■ Stored data:
-=-=-

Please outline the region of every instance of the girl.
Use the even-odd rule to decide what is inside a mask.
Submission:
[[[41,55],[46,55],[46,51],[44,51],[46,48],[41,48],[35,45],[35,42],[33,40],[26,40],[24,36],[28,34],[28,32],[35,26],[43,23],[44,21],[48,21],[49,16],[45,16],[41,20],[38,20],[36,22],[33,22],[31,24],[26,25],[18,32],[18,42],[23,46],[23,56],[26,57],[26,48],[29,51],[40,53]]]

-=-=-

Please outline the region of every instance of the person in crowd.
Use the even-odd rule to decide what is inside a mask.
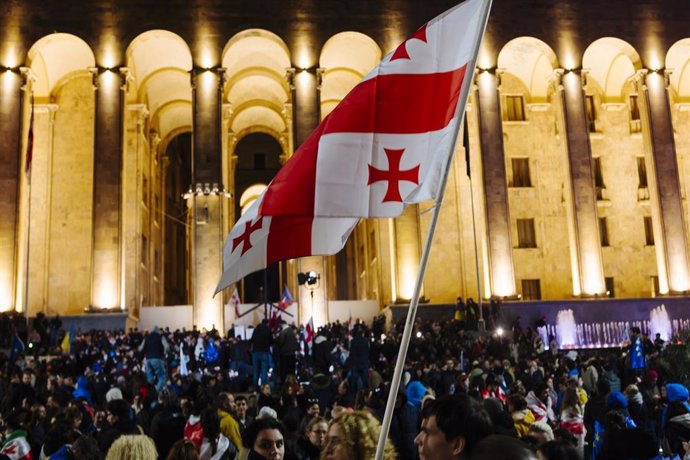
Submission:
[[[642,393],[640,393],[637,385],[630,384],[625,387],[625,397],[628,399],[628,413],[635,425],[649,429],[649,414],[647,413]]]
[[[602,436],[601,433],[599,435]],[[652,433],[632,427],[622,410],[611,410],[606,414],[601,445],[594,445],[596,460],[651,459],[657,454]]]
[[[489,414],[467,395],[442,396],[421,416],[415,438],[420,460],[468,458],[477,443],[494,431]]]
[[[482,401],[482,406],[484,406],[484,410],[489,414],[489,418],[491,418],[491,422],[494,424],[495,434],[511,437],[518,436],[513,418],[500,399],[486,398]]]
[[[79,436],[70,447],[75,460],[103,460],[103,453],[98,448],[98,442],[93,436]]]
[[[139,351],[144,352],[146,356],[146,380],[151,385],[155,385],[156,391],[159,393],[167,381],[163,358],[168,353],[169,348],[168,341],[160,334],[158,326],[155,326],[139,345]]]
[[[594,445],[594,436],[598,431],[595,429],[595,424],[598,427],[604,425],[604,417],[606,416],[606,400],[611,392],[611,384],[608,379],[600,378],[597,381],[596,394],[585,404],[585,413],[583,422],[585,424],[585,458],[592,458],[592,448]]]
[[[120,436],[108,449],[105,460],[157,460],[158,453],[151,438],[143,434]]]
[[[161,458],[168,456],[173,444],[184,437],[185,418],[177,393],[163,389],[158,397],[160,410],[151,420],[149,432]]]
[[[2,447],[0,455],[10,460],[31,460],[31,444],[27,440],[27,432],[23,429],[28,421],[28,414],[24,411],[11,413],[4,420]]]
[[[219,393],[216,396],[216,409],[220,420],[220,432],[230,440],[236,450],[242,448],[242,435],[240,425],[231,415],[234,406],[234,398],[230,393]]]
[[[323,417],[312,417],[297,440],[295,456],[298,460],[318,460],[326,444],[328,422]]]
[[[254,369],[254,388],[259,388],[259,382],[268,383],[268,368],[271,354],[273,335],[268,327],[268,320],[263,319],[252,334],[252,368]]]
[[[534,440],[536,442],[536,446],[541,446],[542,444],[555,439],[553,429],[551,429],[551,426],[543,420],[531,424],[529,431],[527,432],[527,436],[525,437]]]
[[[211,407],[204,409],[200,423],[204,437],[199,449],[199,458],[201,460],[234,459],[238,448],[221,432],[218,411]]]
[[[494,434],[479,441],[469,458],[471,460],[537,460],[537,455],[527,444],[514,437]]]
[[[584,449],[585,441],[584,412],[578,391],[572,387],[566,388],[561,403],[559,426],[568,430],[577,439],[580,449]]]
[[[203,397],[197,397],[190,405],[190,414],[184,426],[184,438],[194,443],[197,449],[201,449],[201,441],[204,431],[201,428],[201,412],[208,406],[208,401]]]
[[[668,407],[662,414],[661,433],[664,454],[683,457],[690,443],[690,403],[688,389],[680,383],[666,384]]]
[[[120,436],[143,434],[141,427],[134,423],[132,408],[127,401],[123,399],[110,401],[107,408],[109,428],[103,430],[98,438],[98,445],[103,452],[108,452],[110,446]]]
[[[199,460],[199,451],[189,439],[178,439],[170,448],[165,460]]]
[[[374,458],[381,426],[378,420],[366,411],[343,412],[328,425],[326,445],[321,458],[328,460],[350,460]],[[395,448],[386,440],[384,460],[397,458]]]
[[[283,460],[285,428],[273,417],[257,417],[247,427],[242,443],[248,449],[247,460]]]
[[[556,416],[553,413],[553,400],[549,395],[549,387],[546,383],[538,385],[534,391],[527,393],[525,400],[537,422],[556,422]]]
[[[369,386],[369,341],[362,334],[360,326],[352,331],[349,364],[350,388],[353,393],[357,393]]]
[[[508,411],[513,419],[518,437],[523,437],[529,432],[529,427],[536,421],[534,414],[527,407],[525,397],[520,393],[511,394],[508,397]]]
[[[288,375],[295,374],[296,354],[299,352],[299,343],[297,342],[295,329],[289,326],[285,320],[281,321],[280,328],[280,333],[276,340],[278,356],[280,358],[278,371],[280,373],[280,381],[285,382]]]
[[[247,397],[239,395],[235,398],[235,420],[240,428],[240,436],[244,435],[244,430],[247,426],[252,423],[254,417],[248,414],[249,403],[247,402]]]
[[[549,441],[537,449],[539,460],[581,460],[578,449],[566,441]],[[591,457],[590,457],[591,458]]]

-=-=-

■ Task:
If a line above includes the string "Please", pick it out.

■ Answer space:
Please outline the region of every instance of the girl.
Please outline the region of every instance of the person in crowd.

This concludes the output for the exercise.